AKTUALBORNEO.COM – Pemerintahan Desa (Pemdes) adalah penyelenggaraan urusan pemerintahan dan kepentingan masyarakat setempat. Untuk hal ini peran aparatur desa adalah unjuk tombak bagi setiap daerah atau kabupaten.
Namun tak disangka kini peran desa dalam administrasi kependudukan (Adminduk), baik dalam mendata perpindahan, atau penambahan penduduk tak lagi seperti dulu. Dimana peran desa yang sejatinya wajib mengetahui setiap pendatang maupun yang berpindah domisili.
Hal itupun menjadi keluhan bagi pengurus desa, salah satunya Desa Singa Gembara Kecamatan Sangatta Utara. Ketika disambangi jurnalis Aktualborneo.com, Sekertaris Desa (Sekdes) Leonardus menyampaikan langsung keluhannya. Menurutnya data antara Disdukcapil dan Desa saat ini tidak sinkron.
“Kalau dulu setiap warga yang datang ataupun pindah wajib lapor ke RT dan RT melaporkan kedesa namun kini tidak lagi sehingga kami di desa tidak tahu jika ada penambahan atau pengurangan di daerah kami,” ucapnya kepada jurnalis aktuaborneo.com.

*CATATAN HASIL EKSTRAKSI:*
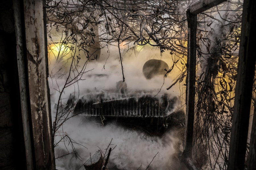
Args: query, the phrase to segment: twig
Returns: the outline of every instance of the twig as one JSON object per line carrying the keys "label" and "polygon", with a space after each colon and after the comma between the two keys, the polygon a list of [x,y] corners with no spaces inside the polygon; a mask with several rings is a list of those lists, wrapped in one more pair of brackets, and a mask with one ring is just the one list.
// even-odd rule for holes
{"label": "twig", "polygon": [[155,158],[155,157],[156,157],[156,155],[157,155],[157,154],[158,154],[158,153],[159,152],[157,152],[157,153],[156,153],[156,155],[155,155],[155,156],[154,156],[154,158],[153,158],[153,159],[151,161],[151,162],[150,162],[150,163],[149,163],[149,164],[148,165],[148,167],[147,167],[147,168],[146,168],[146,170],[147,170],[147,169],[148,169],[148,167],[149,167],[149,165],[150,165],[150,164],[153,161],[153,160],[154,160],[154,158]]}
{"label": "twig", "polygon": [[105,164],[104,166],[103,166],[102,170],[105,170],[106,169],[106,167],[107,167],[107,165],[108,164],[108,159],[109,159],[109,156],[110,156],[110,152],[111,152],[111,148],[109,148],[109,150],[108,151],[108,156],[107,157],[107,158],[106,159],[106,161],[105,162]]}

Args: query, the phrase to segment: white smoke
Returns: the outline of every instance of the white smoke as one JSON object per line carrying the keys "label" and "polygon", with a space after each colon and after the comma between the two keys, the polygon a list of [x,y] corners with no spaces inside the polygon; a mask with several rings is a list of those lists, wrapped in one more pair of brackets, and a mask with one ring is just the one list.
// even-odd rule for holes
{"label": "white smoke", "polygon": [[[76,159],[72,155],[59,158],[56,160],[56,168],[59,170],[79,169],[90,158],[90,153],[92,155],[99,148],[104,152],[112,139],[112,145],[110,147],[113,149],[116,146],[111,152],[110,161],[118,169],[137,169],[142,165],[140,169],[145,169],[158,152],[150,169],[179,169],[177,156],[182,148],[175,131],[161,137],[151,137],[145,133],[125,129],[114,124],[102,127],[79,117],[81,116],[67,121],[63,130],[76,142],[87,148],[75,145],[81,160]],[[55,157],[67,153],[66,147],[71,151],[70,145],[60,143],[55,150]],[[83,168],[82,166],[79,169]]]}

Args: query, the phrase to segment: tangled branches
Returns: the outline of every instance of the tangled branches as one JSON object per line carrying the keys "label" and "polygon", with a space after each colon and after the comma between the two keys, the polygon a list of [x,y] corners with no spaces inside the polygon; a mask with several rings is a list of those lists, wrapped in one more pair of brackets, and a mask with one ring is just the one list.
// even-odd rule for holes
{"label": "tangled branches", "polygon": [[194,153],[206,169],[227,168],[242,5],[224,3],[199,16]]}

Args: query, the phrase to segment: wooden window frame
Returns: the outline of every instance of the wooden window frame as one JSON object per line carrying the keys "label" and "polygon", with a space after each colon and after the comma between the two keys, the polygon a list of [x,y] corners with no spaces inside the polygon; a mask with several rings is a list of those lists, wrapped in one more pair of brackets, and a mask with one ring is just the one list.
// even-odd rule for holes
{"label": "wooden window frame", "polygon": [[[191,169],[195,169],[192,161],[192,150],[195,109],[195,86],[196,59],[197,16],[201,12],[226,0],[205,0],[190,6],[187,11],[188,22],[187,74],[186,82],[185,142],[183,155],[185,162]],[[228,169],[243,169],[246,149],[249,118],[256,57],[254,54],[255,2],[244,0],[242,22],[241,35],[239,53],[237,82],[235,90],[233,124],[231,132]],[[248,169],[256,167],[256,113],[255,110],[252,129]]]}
* * *
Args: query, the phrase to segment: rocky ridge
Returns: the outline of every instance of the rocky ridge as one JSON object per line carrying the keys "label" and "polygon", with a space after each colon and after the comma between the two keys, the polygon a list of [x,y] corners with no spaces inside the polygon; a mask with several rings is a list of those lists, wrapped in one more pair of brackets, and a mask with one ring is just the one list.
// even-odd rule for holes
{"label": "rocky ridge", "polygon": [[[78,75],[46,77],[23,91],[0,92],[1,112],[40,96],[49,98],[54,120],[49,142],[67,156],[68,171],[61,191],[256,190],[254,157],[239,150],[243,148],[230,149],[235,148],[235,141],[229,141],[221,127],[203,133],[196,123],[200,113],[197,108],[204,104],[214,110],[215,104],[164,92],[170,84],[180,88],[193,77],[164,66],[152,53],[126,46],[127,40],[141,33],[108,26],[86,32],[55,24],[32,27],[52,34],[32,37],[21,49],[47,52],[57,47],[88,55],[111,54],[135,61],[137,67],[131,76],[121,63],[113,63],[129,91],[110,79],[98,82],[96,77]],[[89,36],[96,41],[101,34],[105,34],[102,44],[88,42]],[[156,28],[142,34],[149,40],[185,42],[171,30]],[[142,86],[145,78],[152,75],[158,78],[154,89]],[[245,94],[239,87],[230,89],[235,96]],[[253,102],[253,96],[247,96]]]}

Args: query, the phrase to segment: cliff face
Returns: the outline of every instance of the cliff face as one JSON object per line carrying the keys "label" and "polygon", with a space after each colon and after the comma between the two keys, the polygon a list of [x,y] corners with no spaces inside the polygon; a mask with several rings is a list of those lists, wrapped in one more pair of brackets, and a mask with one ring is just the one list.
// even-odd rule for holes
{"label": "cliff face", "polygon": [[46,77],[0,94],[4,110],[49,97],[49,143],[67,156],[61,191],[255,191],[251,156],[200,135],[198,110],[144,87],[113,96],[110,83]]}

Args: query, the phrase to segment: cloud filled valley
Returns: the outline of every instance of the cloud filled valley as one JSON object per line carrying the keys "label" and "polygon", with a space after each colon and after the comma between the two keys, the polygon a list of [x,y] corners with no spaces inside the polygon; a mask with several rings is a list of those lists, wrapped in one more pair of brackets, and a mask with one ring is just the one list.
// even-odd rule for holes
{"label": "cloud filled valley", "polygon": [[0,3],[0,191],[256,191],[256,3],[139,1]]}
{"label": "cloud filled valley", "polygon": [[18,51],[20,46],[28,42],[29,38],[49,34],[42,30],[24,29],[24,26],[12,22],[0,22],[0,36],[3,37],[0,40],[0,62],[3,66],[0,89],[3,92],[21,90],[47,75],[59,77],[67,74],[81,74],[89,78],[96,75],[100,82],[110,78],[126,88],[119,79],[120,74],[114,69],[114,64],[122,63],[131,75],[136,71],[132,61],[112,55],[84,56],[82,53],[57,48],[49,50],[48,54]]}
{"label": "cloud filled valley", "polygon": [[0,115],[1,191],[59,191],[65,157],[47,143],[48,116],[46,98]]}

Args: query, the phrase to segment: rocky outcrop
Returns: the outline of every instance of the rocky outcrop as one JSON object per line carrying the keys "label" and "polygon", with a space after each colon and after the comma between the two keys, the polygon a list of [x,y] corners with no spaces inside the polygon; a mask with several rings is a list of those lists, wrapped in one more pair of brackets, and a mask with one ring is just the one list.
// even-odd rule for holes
* * *
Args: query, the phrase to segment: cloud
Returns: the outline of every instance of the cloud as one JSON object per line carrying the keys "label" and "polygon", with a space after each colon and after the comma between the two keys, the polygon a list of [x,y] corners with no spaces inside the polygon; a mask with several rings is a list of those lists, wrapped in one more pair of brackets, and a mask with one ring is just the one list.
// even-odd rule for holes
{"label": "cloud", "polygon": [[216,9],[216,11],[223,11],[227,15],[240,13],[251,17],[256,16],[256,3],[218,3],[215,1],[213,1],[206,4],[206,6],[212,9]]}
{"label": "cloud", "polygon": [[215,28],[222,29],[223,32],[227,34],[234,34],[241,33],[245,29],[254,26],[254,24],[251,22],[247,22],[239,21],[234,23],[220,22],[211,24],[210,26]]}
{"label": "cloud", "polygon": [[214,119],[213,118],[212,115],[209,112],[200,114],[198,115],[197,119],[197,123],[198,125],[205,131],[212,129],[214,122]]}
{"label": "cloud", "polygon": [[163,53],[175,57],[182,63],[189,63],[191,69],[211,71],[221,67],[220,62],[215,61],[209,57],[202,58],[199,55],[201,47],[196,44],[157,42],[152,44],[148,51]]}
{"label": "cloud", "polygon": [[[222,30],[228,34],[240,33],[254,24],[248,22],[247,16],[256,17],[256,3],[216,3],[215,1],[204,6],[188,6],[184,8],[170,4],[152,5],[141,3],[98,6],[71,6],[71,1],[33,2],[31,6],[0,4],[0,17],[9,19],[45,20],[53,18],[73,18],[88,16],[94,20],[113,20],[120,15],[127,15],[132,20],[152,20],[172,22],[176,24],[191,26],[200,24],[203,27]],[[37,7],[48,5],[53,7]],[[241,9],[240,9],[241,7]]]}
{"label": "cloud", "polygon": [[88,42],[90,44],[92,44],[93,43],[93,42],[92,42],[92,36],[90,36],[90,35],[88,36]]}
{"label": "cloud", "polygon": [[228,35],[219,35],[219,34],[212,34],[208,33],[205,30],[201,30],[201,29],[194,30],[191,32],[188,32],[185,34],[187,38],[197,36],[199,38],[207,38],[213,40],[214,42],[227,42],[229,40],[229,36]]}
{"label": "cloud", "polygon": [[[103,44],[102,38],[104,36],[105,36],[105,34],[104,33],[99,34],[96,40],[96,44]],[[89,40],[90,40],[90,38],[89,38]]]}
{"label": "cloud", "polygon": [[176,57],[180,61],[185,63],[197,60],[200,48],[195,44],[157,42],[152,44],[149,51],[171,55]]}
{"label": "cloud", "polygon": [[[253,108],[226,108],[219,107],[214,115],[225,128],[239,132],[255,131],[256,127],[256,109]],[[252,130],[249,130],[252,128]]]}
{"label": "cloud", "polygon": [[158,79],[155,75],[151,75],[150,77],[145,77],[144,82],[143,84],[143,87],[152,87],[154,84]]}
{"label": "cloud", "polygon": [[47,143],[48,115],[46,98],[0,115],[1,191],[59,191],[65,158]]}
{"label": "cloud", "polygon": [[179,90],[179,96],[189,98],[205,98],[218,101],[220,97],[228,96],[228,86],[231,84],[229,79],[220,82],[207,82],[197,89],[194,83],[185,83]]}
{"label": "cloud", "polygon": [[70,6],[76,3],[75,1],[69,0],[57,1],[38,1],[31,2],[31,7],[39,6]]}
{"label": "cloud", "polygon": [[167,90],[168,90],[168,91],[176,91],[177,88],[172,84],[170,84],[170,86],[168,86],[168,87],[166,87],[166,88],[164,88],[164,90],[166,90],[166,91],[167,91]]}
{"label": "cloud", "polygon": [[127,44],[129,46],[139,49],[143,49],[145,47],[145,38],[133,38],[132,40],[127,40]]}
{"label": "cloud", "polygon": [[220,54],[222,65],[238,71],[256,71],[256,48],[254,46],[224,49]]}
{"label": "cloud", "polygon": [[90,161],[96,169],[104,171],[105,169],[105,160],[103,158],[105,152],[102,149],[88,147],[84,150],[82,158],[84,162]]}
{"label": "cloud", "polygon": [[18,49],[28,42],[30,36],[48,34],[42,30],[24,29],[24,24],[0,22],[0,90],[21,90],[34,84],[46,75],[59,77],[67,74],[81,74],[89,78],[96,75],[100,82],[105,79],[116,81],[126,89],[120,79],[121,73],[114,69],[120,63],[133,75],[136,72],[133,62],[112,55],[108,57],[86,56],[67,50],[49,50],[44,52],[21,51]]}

*TUGAS ANDA:*
Tulis lanjutan berita tentang data kependudukan Desa Singa Gembara, mulai setelah kalimat terakhirnya. Catatan-catatan itu tidak diperlukan di sini.

*JAWABAN DI BAWAH:*
Leo pun menyebutkan jika data administrasi desa dalam tahun ini sangat tidak teratur alias berantakan. Bagaimana tidak, laporan warga yang masuk atau berpindah langsung diketahui oleh Disdukcapil saja. Sementara desa tidak dilibatkan dalam hal tersebut.
“Sekarang orang hanya langsung ke Capil saja untuk melaporkan diri, sementara desa tidak tahu dan tidak dikabari, orang langsung pindah dan masuk saja, kalau dulu Disdukcapil pertriwulan memang mengupdate itu kedesa namun sekarang tidak lagi, itulah sebabnya data antara Capil dan desa berbeda,” terangnya.
Ia pun menegaskan akibat dari berubahnya data administrasi desa yang langsung ke Capil, membuat peran desa tidak mengetahui mana yang wajib menerima bantuan pada masa pandemi saat ini.
“Mereka tak melapor kedesa, lalu bagaimana kami bisa tahu bahwa mereka sudah jadi warga Desa Singa Gembara, ketika ada bantuan COVID-19 mereka lantas meminta, namun kami tak punya data tentangnya,” pungkasnya.
Selain itu juga mendekati masa Pilkada pun mengalami hal yang sama. Leo memaparkan jika data antara Disdukcapil dan Desa terus berbeda.
“Mendekati Pilkada ini juga jadi bermasalah data akurat dari desa hanya ada 200 an kepala keluarga namun dari Capil ada 400 KK. Contoh seperti di RT 22-23 data pemilih akuratnya hanya segitu namun di Capil banyak sekali. Demi mengantisipasi itu RT harus turun langsung mendata, dan lagi kesadaran masyarakat juga harusnya melapor namun susah,” tukasnya. (Vitri/ab).